Exercise aim:
Write out each record below exactly as it appears, with no pictures.

--- Begin ---

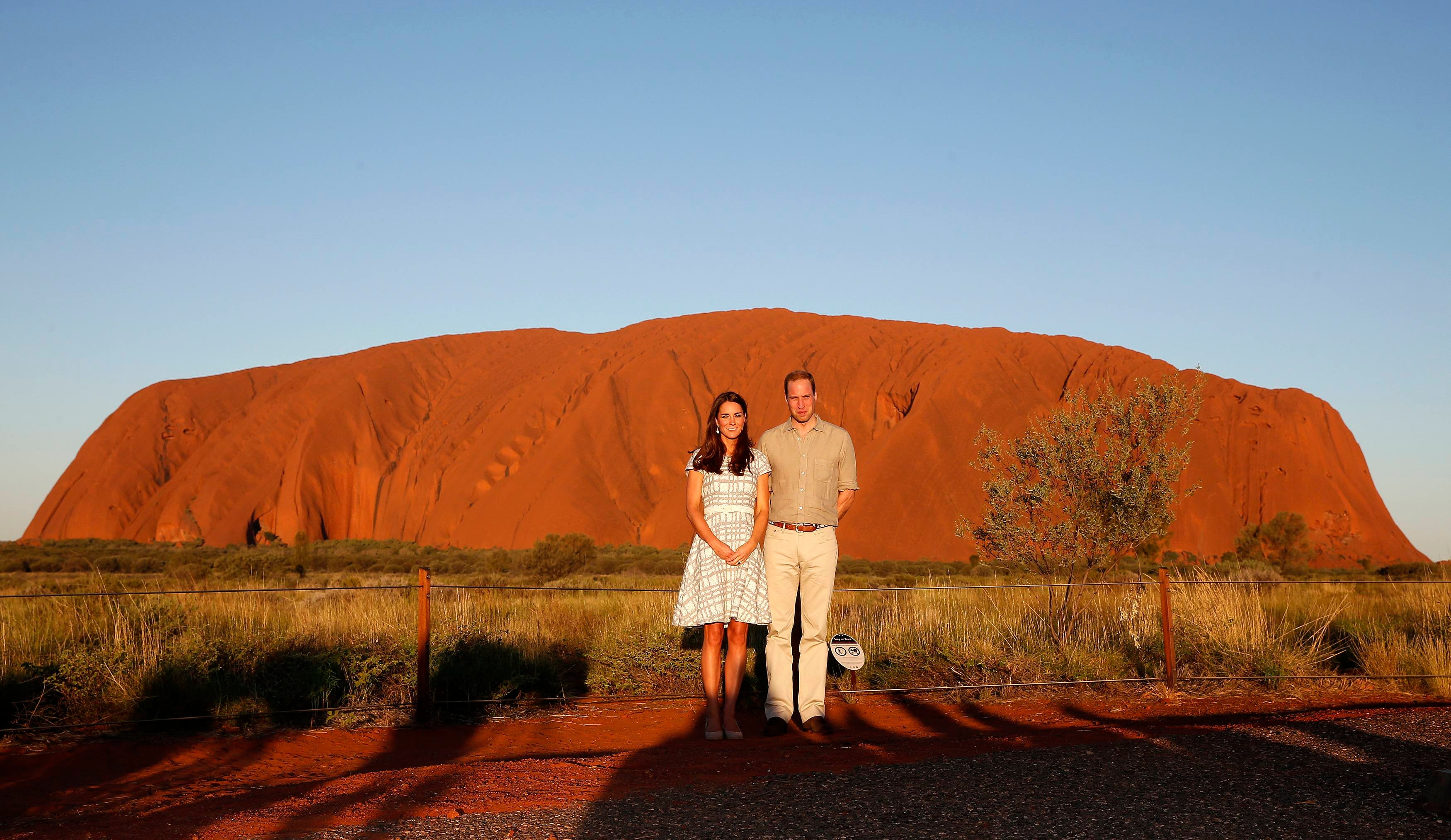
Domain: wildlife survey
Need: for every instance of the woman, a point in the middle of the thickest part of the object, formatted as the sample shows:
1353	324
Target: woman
725	585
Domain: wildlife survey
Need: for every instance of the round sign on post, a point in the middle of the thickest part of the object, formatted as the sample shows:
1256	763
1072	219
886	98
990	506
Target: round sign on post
847	652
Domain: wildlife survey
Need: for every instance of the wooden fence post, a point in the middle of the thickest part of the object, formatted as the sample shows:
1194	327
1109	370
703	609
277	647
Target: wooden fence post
1167	614
423	700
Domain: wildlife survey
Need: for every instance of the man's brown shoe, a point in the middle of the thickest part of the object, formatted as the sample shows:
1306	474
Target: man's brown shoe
818	726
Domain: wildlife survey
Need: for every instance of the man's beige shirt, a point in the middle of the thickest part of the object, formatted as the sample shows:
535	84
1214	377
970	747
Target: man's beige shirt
809	472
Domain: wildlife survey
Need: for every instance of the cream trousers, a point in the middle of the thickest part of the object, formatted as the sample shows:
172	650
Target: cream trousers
803	564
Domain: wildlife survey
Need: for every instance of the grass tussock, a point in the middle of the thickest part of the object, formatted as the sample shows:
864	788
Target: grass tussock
69	661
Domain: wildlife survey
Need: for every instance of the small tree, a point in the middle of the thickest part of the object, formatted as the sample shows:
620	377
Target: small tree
1283	542
555	556
1087	485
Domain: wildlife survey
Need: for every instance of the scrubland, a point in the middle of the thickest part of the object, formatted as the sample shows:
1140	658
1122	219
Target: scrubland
70	661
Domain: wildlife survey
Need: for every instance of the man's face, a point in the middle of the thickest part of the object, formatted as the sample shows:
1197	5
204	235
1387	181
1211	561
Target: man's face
801	401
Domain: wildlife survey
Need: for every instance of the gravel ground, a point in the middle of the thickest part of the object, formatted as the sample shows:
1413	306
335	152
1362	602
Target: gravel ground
1352	778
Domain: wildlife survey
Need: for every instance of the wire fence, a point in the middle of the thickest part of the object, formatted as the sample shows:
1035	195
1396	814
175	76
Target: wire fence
424	701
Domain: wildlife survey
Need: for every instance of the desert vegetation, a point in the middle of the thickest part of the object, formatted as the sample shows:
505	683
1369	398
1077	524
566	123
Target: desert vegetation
67	661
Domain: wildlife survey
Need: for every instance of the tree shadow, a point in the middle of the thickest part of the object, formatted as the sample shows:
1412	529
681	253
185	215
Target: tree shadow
1163	775
101	777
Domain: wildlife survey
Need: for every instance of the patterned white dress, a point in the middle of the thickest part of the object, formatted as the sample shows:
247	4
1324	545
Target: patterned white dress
713	591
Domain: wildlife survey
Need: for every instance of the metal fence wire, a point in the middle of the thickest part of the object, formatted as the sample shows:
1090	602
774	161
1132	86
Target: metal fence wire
423	703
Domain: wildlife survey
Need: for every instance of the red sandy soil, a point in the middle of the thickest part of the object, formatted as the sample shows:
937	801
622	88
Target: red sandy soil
497	439
294	782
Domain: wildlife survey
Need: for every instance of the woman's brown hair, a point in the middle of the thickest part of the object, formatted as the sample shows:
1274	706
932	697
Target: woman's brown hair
713	449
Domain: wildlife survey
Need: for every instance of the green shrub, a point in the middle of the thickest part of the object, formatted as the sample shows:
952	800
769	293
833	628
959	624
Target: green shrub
555	556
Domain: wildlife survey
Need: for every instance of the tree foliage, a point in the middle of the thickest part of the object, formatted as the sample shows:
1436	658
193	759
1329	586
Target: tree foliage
1283	543
1087	485
555	556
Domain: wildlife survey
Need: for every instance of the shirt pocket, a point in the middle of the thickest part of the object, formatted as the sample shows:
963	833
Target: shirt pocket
823	471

--- End ---

Result of the exercise:
Domain: wildlife survey
Need: for every instance of the woman, a point in the middle of the thickest part of the object, formatted as the sample shows:
1353	324
Target: woman
725	585
Domain: wildlife survey
Need: for every instance of the round sign on post, a point in the middle of the thickest part of the object, formatted as the sample shows:
1256	763
1072	219
886	98
990	506
Target: round sign on post
847	652
Domain: wildlife survey
Need: for every instance of the wooden fence post, a point in the middle of the thickest part of the object, formatted as the sample shows:
1194	327
1109	370
703	609
277	647
Target: wooden fence post
1167	614
423	700
Domain: wildlife survey
Need: for every instance of the man's brown shoe, a point in the middle of the thickest part of the object, formatted as the sample shows:
1306	474
Target: man's brown shoe
818	726
Domain: wildlife survey
Need: for every instance of the man's beige shirt, a point in the middle of the thickest part of the object, formatted as the sample shows:
535	84
1214	377
970	747
Target: man's beige shirt
809	472
Domain: wildlife survey
Need: for every instance of the cream trousers, a point in the middle of the thickest part of the object, formatted as the sample shows:
172	650
Target: cream trousers
803	564
Domain: wildlife survey
Need: for every instance of the grass tussock, a point in the middle of the thickest part of the object, formatted as the sample shows:
864	788
Target: grass tussock
69	661
Domain: wildlife survey
Need: for every instance of the small tree, a point in the middle of the thickest part of the object, formatted as the sample shows:
620	377
Target: small tree
1283	542
555	556
1087	485
Domain: wildlife survey
Need: for every instance of the scrubland, a point in the middle of the thickest part of the object, formatted as the sample shows:
1140	658
1122	219
Target: scrubland
70	661
Domain: wildlife survey
Need: for every instance of the man's face, a point in the middle of the thickest part of the object, formatted as the sample shows:
1197	5
204	235
1387	181
1211	561
Target: man's face
801	401
Domain: wildlife survey
Need: for every instance of the gravel ground, a point in the middle of the thickest part of the object, formatted as the sample shows:
1413	306
335	152
1362	602
Target: gravel ground
1352	778
Domain: wildlife survey
Need: for every instance of the wire fence, a point in the middle of the thickest part of the object, formatted as the sample shows:
1035	195
1396	814
175	76
Target: wire fence
424	701
Domain: wildlife survey
Need: for every instance of the desert vegetation, a point in the middle of the thickest part of the object, formatted as the sample shows:
505	683
1369	398
1077	524
566	123
Target: desert vegetation
67	661
Domain: wildlife survey
Need: for every instance of the tree shadow, a point in the middle of the thickest part of the object, formatted as the sample shows:
1412	529
681	253
185	215
Target: tree shadow
1163	775
101	777
Domain: wildlife survey
Need: for every instance of the patterned white dress, a point in the middle of the thickest part of the object, formatted as the sample shows:
247	4
1324	545
Target: patterned white dress
713	591
Domain: wildlife survey
Need: for every instance of the metal fence wire, a point in the middle of the thickest part of the object, formatted as the sample shows:
1090	602
774	161
1132	86
Target: metal fence wire
423	703
Domain: wildlife survey
Need: for every instance of the red sandy soil, a point in the middle of the thickest part of the object, formatted as the sample shows:
937	801
622	88
Target: red sandy soil
497	439
294	782
Domain: wildlife survey
Need: for every instance of the woman's brown hair, a point in the middle of the thickest part of the object, formatted as the sample shows:
1274	706
932	697
Target: woman's brown hair
713	449
Domain: wildlife survey
Need: for every instance of the green shrub, a point in the middle of the thickest part of the object, formatted as the sample shows:
952	800
769	293
833	628
959	624
Target: green shrub
555	556
Domain: wildlife survey
Need: for every instance of the tree foliage, a point in the middle of the thickest part of the object, formatted as the sample shows:
1436	658
193	759
1329	586
Target: tree foliage
1283	543
1087	485
555	556
Domain: wildlife survey
Need: for every instance of the shirt pocket, a point in the middle of the thickest part of the object, formatted as the sample shows:
963	833
Target: shirt pocket
823	471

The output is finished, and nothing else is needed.